What is being asked.
Write out again only the lines running from the one that contains "of the paved" to the end of the records below, including both the first and the last.
+++
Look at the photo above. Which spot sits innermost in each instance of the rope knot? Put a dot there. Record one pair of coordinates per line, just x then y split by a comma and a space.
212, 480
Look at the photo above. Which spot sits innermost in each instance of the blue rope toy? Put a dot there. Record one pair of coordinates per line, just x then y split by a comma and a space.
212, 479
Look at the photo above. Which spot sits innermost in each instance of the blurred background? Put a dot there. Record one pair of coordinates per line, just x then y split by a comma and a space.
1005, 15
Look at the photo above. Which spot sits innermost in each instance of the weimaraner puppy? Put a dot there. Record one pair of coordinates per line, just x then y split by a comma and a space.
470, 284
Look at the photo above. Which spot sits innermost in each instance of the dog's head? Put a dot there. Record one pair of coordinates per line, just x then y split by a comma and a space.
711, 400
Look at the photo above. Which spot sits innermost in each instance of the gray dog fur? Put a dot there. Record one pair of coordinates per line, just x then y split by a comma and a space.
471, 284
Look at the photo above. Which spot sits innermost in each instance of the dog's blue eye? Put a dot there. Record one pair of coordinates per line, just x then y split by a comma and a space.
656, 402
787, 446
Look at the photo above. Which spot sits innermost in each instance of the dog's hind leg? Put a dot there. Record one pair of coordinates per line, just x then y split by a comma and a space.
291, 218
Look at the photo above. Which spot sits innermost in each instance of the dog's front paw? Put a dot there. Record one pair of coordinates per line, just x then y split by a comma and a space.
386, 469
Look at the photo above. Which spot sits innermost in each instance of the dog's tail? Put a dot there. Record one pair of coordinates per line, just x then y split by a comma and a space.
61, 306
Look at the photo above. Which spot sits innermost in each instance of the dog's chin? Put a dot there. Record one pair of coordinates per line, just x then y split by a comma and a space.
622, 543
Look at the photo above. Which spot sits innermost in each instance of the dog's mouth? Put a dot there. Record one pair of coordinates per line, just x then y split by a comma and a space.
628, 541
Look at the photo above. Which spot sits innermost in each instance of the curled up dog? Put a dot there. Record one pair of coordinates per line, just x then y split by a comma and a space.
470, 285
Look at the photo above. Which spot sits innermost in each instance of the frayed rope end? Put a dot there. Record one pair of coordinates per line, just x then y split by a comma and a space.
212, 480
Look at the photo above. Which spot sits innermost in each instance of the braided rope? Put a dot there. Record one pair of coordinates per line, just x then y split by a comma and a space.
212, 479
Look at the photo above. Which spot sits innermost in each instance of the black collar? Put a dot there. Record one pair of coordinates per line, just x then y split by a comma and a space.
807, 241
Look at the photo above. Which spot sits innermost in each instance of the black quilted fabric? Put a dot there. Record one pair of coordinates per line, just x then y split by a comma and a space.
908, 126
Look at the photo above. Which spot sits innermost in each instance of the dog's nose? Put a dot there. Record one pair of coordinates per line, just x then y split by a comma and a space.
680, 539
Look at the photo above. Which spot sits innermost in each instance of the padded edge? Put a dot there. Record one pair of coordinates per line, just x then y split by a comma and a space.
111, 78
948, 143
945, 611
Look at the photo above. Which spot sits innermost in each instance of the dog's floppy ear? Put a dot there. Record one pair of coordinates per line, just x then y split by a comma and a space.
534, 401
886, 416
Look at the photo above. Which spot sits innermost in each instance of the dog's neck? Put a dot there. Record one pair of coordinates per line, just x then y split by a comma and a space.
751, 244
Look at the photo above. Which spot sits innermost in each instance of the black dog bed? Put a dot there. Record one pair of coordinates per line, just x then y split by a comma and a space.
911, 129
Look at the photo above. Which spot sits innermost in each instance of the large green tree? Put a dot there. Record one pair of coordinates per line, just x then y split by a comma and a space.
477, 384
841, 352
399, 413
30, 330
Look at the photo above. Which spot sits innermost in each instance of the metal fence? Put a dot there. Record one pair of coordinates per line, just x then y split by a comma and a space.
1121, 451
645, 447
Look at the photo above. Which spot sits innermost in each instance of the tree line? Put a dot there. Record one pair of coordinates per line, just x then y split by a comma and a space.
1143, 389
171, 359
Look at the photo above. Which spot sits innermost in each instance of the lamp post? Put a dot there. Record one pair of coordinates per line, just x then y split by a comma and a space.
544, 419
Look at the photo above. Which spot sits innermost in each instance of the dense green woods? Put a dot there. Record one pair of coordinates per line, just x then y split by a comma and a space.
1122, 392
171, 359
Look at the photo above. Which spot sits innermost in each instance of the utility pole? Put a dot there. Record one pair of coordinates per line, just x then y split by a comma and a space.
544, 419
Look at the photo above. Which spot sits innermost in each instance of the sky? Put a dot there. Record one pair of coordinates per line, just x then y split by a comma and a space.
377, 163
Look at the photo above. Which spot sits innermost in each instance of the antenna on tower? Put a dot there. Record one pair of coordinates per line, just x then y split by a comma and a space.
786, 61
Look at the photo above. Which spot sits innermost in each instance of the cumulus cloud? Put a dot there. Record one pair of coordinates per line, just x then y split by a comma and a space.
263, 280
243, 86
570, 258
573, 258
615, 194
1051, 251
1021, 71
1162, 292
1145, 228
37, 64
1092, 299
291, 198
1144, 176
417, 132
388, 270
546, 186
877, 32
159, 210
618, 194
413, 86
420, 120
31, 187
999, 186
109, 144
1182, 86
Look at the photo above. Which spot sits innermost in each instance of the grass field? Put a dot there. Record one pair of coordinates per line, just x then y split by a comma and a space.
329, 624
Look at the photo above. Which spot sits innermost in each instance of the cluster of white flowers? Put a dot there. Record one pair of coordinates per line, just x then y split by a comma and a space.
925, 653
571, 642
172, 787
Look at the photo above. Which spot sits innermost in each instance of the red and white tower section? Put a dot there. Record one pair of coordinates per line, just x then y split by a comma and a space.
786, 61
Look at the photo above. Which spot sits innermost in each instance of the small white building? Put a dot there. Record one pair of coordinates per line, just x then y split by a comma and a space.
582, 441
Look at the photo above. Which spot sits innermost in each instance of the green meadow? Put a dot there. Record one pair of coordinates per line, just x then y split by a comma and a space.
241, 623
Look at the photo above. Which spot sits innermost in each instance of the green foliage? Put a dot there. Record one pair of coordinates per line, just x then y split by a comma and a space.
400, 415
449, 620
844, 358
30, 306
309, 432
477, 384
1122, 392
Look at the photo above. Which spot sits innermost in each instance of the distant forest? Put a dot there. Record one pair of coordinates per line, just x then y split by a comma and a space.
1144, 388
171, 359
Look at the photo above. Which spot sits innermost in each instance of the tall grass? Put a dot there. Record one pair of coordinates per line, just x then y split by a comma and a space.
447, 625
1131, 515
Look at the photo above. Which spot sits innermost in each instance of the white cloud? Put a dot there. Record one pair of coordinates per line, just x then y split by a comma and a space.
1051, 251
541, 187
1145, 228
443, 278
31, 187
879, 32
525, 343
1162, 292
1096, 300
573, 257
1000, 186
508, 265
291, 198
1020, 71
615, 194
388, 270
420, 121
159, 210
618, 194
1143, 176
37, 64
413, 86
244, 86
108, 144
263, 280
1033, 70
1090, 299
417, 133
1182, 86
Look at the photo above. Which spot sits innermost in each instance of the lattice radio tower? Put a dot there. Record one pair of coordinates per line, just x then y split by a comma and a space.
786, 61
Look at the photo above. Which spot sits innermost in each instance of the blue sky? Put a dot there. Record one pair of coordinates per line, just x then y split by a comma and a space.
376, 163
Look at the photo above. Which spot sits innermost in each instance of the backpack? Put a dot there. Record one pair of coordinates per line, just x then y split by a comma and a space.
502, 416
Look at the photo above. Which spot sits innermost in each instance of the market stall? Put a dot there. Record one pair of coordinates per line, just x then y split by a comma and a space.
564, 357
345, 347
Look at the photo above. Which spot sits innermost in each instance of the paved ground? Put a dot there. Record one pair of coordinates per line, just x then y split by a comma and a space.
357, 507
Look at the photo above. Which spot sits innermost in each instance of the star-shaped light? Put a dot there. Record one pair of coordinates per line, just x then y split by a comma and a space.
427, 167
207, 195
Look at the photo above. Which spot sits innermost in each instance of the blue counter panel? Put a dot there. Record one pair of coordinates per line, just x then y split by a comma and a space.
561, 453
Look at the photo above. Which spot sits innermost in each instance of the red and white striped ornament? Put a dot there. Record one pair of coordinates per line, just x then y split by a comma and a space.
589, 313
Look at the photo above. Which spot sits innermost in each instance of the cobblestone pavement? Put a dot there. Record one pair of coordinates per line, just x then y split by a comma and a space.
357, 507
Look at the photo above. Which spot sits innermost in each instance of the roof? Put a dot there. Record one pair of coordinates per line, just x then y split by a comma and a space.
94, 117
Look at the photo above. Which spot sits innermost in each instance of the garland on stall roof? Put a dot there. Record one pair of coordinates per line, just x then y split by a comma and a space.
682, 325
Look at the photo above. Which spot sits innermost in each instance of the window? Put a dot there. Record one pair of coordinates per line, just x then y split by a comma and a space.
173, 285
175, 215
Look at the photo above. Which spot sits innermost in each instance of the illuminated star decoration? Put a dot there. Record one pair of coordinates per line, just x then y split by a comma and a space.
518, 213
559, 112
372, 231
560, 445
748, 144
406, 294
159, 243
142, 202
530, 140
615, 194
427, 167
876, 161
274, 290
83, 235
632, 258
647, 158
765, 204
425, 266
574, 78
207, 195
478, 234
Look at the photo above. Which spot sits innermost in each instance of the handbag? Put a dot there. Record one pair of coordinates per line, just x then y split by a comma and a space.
+++
Worked answer.
Look at the photo above. Which spot sits innermost in each instance of the paved ground? Put a dot there. Record one pair of coordinates per line, just x then y split by a comma and a space.
357, 507
Look at the photo above. Which spot sits innermost in each instance of the star-shaped light? Put a dot there. Record one pair of coordinates per line, just x then y split by a comma and a space.
427, 167
207, 195
Look at the photo above. Which spot sits innermost in each instance of the blue counter panel? Put a dot there. Record one pair of coordinates per line, just x then y split by a comma and a space.
561, 453
Look at the photo above. Which spot sits innermost in each instance of the red and white striped ornament? Put a dot there. Record one pair of coordinates per line, just x then y split by a comma and a space.
589, 313
Look at the photo above. Which spot sits innermost in each instance of the cobblestone pavement? Put a dot there. Record one pair of coordinates per line, just x then y split by a comma and a space.
357, 507
Look at the photo above. Which spot sits innermost in each instance of the roof? Put a dot there. Record one pair of coordinates per line, just x then y split by a comma and a space.
94, 117
Look at the photo above. Which spot sits innermost in each instance of the garland on stall roof? Put a dot there. Record one pair of coordinates per line, just x then y split by a comma and a space.
682, 325
Look at the photo above. Which spot sits innermost in each instance of the window? Put a dot there. Record one pair of coordinates per line, just x then y split by a comma and a space.
173, 285
175, 215
Look at the photo above. Which spot sits innermost in each instance of the illuminated star decoration? Put a dot there. Record one pair of coordinates per line, just x then y split by a comma and a space.
518, 213
559, 112
372, 231
560, 445
748, 144
406, 294
159, 243
142, 202
530, 140
615, 194
427, 167
876, 161
274, 290
83, 235
632, 258
647, 158
765, 204
425, 266
574, 78
207, 195
478, 234
Look at the photo above. Which spot sits innermost in each instance of the handbag? Put a dot there. Record one pair of coordinates per line, just x then y split by a comma and a space.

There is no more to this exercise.